[任务说明]: 请原样抄录下方各行，从第一行一直抄到含有“359 196 446 269”的那一行，首尾两行均包括在内。答案中略去图片。

- - - -

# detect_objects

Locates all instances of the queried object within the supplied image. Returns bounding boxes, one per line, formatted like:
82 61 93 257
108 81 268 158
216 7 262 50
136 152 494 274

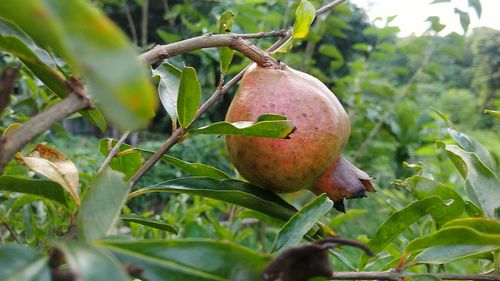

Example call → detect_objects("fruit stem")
230 37 284 69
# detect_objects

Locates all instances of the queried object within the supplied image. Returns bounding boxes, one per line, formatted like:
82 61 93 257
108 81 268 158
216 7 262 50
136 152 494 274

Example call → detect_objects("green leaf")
455 8 470 33
99 139 230 179
218 11 234 73
484 109 500 118
415 245 500 264
153 62 182 122
189 114 295 138
437 142 500 218
76 170 130 240
129 177 296 221
158 154 230 179
120 215 178 234
56 241 130 281
0 176 68 206
98 240 271 281
426 16 446 33
0 34 69 95
273 194 333 252
177 66 201 128
0 29 106 131
292 0 316 39
403 176 465 226
406 226 500 253
0 0 157 129
448 128 495 169
468 0 482 18
99 139 143 180
0 244 52 281
359 196 446 269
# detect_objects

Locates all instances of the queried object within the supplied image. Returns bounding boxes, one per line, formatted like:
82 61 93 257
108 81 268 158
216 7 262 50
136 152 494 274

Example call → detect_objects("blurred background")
0 0 500 271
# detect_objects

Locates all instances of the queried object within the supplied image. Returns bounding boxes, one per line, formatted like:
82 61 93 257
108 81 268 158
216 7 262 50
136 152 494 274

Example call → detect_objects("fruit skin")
226 65 373 207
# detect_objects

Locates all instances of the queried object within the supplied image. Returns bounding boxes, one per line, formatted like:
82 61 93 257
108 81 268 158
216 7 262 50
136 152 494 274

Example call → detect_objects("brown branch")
129 0 346 186
330 272 500 281
0 67 19 113
139 30 286 66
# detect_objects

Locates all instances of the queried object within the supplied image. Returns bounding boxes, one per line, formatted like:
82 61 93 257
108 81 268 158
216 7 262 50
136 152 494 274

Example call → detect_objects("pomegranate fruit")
226 65 375 211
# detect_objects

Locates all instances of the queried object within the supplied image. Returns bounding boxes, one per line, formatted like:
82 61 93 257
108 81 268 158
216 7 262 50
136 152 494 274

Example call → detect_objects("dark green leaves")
177 66 201 128
56 241 129 281
0 0 156 129
97 240 270 281
153 62 182 122
217 11 234 73
120 215 177 234
0 245 52 281
359 196 446 268
403 176 465 226
77 170 130 240
273 194 333 252
129 177 296 220
438 142 500 218
292 0 316 39
0 176 67 206
189 114 295 138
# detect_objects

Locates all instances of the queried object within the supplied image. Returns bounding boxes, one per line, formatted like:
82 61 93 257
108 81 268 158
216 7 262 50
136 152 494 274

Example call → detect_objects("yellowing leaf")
18 144 80 205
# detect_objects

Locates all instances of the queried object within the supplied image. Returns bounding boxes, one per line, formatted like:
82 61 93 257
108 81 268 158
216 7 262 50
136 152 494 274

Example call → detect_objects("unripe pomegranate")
226 65 375 211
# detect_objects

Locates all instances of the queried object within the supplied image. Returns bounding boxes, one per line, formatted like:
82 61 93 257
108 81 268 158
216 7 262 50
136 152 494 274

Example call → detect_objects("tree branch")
139 30 286 66
330 272 500 281
129 0 346 186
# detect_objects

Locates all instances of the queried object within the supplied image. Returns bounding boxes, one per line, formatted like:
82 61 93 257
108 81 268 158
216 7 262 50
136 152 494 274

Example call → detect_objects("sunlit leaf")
273 194 333 252
403 176 465 226
76 170 130 240
177 66 201 128
2 123 23 137
455 8 470 33
0 176 67 206
438 142 500 218
359 196 446 268
120 215 178 234
16 144 80 205
0 0 157 129
129 177 296 221
189 114 295 138
99 139 230 179
484 109 500 118
56 240 130 281
153 62 182 122
99 139 143 180
468 0 482 18
0 244 52 281
218 11 234 73
96 239 271 281
406 226 500 253
292 0 316 39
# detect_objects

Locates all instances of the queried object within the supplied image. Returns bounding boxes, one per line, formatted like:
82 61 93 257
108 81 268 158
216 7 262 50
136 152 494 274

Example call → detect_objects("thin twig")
124 1 137 44
97 131 130 173
129 0 346 186
139 31 285 67
330 272 500 281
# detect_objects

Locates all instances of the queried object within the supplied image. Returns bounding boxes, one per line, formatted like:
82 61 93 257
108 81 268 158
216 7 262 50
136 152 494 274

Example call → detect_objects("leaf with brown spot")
17 144 80 206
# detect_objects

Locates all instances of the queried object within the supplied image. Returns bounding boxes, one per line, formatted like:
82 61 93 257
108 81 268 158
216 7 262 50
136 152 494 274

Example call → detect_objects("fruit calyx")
311 155 375 213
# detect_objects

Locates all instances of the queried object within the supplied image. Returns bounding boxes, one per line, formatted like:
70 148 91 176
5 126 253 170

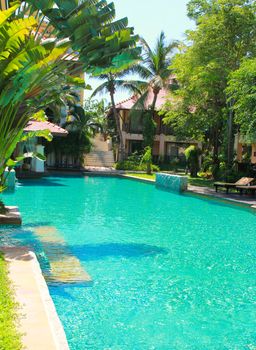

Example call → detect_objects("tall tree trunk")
213 126 220 178
227 102 234 169
151 90 159 115
110 90 125 162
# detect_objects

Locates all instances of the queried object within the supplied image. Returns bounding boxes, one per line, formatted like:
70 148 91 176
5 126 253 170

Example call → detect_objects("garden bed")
0 253 22 350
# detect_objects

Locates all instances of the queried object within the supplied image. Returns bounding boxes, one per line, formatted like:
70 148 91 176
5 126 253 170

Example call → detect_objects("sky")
86 0 193 102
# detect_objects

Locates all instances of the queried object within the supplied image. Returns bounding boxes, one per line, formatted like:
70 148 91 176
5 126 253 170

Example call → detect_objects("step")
34 226 91 283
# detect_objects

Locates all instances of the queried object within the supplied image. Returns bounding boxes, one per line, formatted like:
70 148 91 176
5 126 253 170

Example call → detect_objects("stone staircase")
84 134 115 168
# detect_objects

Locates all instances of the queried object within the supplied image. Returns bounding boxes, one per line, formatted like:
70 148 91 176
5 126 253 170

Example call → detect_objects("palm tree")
91 70 144 161
132 32 177 118
0 0 140 181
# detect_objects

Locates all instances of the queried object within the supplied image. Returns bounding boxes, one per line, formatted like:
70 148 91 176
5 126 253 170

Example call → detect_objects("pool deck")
188 185 256 209
0 247 69 350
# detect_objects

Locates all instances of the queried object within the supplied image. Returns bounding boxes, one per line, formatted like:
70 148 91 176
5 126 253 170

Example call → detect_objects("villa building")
235 133 256 169
15 120 68 173
110 90 199 162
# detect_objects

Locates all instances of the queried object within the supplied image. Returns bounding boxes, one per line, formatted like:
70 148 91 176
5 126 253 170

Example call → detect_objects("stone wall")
156 173 188 192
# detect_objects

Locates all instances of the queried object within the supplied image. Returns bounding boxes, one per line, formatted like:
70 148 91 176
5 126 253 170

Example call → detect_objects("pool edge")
0 247 69 350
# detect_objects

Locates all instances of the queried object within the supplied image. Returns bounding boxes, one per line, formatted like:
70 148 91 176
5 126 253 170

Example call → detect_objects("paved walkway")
188 185 256 208
0 247 69 350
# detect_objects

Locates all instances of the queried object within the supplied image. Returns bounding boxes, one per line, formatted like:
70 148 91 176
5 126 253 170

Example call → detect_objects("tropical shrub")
185 145 200 177
141 146 152 175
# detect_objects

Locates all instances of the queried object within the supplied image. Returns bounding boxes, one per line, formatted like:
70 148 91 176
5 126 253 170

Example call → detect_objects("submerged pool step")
34 226 92 283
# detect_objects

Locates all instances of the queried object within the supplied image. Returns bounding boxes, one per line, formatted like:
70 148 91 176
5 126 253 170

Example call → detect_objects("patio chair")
236 186 256 196
214 177 254 193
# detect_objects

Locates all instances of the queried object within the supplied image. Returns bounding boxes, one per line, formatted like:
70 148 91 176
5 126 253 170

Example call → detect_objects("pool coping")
0 247 69 350
0 206 22 226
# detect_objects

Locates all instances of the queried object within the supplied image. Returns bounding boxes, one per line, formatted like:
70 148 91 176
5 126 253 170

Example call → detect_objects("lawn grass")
0 253 22 350
126 173 214 187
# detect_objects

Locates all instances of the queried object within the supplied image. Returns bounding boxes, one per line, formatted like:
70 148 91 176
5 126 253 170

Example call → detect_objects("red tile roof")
116 89 169 110
24 120 68 136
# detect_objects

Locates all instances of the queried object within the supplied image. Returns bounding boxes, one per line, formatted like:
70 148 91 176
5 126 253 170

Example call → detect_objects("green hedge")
0 254 22 350
116 160 160 172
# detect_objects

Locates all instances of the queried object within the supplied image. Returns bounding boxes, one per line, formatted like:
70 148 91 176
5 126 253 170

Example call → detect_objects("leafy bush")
116 160 160 172
141 146 152 175
0 253 22 350
185 145 200 177
0 201 7 214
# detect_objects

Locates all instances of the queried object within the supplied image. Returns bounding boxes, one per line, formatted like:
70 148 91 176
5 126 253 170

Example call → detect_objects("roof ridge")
116 94 136 106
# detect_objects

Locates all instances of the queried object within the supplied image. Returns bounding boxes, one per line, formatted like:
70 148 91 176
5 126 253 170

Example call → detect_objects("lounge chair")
236 186 256 196
214 177 254 193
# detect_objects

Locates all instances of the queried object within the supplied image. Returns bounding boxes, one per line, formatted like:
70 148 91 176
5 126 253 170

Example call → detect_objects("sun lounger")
214 177 254 193
236 186 256 196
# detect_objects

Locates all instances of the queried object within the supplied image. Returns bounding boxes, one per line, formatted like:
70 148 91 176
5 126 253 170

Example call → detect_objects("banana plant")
0 3 72 190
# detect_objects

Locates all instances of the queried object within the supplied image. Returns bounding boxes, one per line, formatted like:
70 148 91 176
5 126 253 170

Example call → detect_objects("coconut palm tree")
131 32 177 113
91 69 145 161
0 0 140 185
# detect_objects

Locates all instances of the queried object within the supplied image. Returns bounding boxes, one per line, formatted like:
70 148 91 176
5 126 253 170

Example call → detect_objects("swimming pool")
0 177 256 350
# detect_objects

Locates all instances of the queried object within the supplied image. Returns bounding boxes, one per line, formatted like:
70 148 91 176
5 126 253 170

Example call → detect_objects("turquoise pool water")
0 177 256 350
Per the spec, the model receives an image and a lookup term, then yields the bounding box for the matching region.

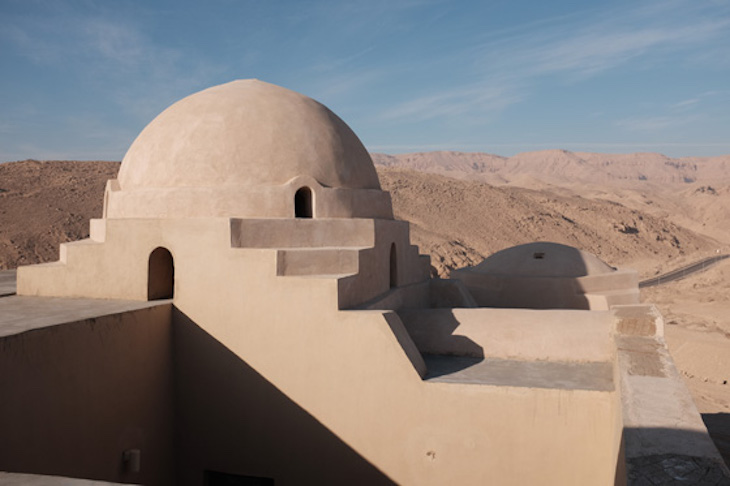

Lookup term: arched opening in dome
[147,246,175,300]
[390,243,398,289]
[294,186,314,218]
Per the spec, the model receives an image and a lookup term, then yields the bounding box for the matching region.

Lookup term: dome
[118,79,380,191]
[471,241,615,278]
[104,79,393,219]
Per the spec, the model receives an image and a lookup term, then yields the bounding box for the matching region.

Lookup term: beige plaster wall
[0,305,174,484]
[19,219,620,485]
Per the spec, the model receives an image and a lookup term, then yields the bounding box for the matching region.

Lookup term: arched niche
[294,186,314,219]
[147,247,175,300]
[390,243,398,289]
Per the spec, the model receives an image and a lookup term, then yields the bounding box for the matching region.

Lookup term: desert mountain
[379,168,717,274]
[0,160,119,269]
[0,160,717,275]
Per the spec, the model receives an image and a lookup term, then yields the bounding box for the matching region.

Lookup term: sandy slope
[379,168,717,276]
[0,160,119,270]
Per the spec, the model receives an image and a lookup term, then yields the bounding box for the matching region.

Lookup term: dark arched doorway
[294,186,314,218]
[390,243,398,289]
[147,247,175,300]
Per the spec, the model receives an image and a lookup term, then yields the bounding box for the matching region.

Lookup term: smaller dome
[470,241,616,278]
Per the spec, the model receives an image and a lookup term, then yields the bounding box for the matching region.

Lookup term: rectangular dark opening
[203,471,274,486]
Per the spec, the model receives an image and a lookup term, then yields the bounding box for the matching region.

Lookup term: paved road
[639,255,730,288]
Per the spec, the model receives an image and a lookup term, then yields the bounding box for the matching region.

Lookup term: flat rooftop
[0,270,171,338]
[423,354,614,391]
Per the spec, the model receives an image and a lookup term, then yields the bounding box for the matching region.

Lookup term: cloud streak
[381,2,730,122]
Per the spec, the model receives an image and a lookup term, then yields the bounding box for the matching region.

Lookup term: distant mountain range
[371,150,730,186]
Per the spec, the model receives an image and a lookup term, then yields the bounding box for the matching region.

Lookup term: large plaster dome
[119,79,380,190]
[104,79,393,219]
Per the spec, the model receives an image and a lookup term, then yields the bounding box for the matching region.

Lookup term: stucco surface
[472,241,614,277]
[118,79,380,190]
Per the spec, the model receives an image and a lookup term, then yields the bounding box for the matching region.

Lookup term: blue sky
[0,0,730,161]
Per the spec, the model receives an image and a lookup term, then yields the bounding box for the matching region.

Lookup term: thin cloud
[616,115,701,132]
[381,83,522,121]
[381,2,730,122]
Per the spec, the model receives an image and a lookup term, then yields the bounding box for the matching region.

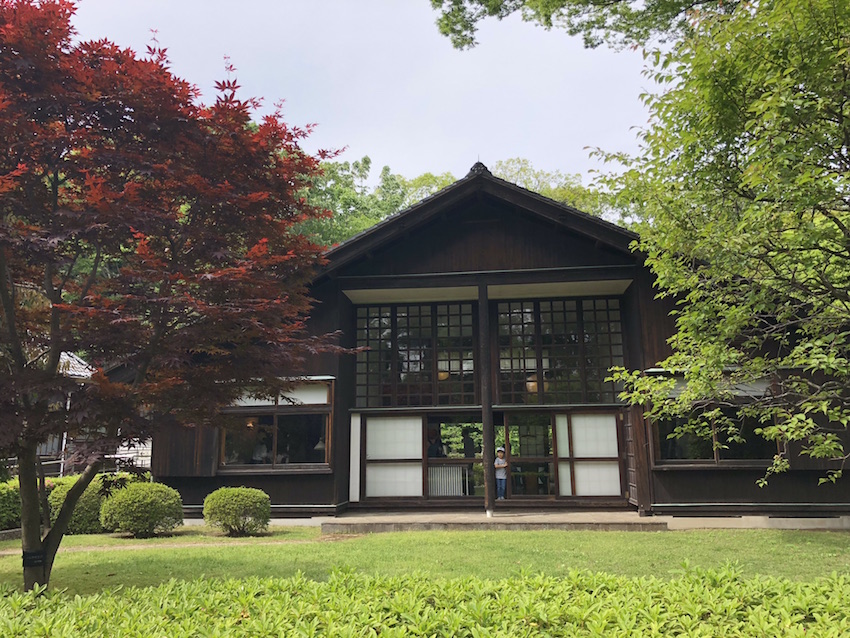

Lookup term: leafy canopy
[0,0,332,587]
[299,156,612,246]
[431,0,742,49]
[618,0,850,479]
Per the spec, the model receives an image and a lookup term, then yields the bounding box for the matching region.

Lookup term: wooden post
[478,284,496,517]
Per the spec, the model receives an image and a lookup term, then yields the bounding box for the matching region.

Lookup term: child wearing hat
[493,447,508,501]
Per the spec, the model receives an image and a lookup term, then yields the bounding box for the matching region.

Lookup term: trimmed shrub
[100,483,183,538]
[0,479,21,529]
[204,487,272,536]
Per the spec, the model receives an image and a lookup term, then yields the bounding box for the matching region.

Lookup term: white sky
[74,0,649,183]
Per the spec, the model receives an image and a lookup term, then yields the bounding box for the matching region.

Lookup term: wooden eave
[314,163,642,282]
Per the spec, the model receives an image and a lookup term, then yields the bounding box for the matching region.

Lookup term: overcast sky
[74,0,649,183]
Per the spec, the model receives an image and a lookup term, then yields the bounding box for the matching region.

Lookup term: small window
[221,413,328,469]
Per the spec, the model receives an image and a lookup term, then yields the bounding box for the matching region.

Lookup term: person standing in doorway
[493,447,508,501]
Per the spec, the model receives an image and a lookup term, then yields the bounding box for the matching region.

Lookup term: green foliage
[604,0,850,476]
[0,567,850,638]
[100,483,183,538]
[0,479,21,529]
[204,487,271,536]
[431,0,741,49]
[299,156,404,246]
[492,157,613,216]
[46,472,149,534]
[47,475,104,534]
[299,156,612,246]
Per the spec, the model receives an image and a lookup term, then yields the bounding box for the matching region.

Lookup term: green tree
[617,0,850,480]
[402,172,457,206]
[431,0,744,49]
[492,157,614,216]
[300,156,407,246]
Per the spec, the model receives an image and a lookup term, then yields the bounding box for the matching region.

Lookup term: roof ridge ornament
[467,162,492,177]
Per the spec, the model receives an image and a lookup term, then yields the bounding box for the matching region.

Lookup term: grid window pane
[497,299,624,404]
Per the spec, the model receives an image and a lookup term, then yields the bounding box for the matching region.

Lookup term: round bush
[47,476,103,534]
[204,487,272,536]
[100,483,183,538]
[0,479,21,529]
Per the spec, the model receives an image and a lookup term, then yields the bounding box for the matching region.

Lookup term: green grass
[0,525,320,551]
[0,528,850,594]
[6,567,850,638]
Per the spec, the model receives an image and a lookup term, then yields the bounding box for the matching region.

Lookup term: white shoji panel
[558,414,619,458]
[555,414,570,460]
[572,461,621,496]
[366,416,422,460]
[366,463,422,496]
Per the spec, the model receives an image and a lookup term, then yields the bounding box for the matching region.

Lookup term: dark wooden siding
[151,426,219,478]
[345,204,635,275]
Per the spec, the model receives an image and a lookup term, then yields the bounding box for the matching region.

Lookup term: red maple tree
[0,0,330,588]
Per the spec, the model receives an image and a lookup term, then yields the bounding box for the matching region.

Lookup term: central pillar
[478,284,496,517]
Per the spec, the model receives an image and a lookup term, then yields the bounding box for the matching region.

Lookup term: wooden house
[152,163,850,515]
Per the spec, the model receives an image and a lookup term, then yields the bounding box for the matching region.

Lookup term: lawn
[0,527,850,594]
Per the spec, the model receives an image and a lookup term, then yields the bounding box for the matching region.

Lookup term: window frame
[217,381,334,474]
[355,301,481,410]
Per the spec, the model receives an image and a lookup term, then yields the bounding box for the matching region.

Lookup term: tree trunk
[18,443,100,591]
[18,443,50,591]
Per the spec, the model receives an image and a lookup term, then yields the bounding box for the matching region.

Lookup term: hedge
[0,569,850,638]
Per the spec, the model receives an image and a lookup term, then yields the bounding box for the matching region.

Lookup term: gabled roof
[59,352,97,381]
[320,162,638,276]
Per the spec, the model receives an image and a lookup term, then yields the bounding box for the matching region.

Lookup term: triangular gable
[321,162,638,275]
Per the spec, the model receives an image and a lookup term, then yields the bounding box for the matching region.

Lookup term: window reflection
[222,413,327,466]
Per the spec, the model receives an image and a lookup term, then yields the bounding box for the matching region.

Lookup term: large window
[498,299,623,405]
[221,413,328,469]
[356,303,475,408]
[425,416,484,497]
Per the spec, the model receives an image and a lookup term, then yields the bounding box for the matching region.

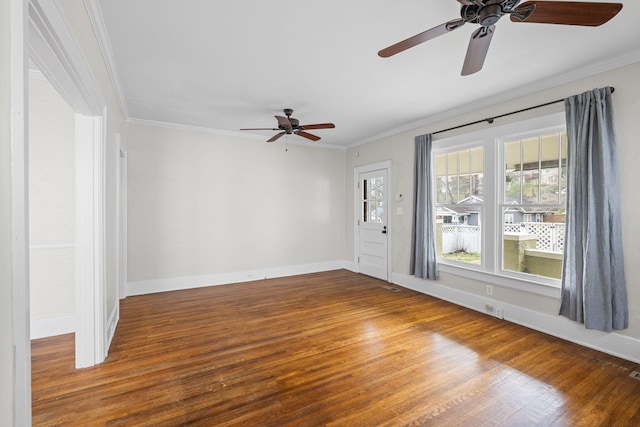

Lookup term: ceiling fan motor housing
[460,0,520,27]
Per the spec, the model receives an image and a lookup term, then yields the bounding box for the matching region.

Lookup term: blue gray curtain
[560,88,629,332]
[409,134,438,280]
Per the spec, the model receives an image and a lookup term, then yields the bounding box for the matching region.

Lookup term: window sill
[438,260,560,299]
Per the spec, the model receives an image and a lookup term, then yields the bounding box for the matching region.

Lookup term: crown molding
[84,0,129,121]
[29,0,105,115]
[347,50,640,149]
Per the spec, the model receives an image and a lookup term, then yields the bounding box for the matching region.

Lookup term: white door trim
[28,0,108,368]
[9,0,31,426]
[353,160,393,281]
[116,134,128,299]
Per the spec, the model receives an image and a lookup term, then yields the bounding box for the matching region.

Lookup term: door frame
[27,0,107,368]
[116,133,128,300]
[353,160,393,282]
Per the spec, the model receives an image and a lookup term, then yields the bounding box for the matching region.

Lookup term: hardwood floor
[32,271,640,426]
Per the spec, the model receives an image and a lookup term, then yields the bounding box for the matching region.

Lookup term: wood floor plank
[32,270,640,426]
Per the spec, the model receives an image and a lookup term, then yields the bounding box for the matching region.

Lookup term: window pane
[436,206,482,265]
[470,147,484,199]
[447,151,460,203]
[436,154,447,203]
[540,134,560,204]
[504,141,522,204]
[522,137,540,204]
[502,205,565,279]
[559,132,567,206]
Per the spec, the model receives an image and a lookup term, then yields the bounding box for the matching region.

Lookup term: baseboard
[31,314,76,340]
[392,273,640,363]
[126,260,345,296]
[105,301,120,354]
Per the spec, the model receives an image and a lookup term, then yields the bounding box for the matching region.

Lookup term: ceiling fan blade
[462,25,496,76]
[296,130,320,141]
[267,132,286,142]
[511,1,622,27]
[378,19,464,58]
[276,116,293,133]
[300,123,336,130]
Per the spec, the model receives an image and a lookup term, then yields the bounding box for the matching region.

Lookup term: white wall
[29,73,75,338]
[57,0,124,319]
[345,64,640,360]
[126,125,344,294]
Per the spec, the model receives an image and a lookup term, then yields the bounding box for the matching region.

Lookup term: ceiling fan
[240,108,336,142]
[378,0,622,76]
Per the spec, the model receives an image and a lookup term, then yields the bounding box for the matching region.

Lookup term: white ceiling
[88,0,640,146]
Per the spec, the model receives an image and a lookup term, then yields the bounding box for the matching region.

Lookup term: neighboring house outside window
[432,114,568,286]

- - - -

[回答]:
# detect_objects

Locates all instances of the queried object within the supplied image. Returns bounding boxes, one per line, formatted like:
82 61 93 257
108 81 268 158
216 7 262 50
136 152 494 274


Example call → detect_objects("fruit stem")
230 37 284 69
# detect_objects

Locates all instances of the queried object within the supplied image. Returns bounding boxes, one per line, formatted like:
82 61 93 257
108 81 268 158
216 7 262 50
136 152 494 274

Example call → detect_objects("green leaf")
455 8 470 33
99 139 230 179
218 11 234 73
484 109 500 118
415 245 500 264
153 62 182 122
189 114 295 138
437 142 500 218
76 170 130 240
129 177 296 221
158 154 230 179
120 215 178 234
56 241 130 281
0 176 68 206
98 240 271 281
426 16 446 33
0 34 69 95
273 194 333 252
177 66 201 128
0 29 106 131
292 0 316 39
403 176 465 226
406 226 500 253
0 0 157 129
448 128 495 169
468 0 482 18
99 139 143 180
0 244 52 281
359 196 446 269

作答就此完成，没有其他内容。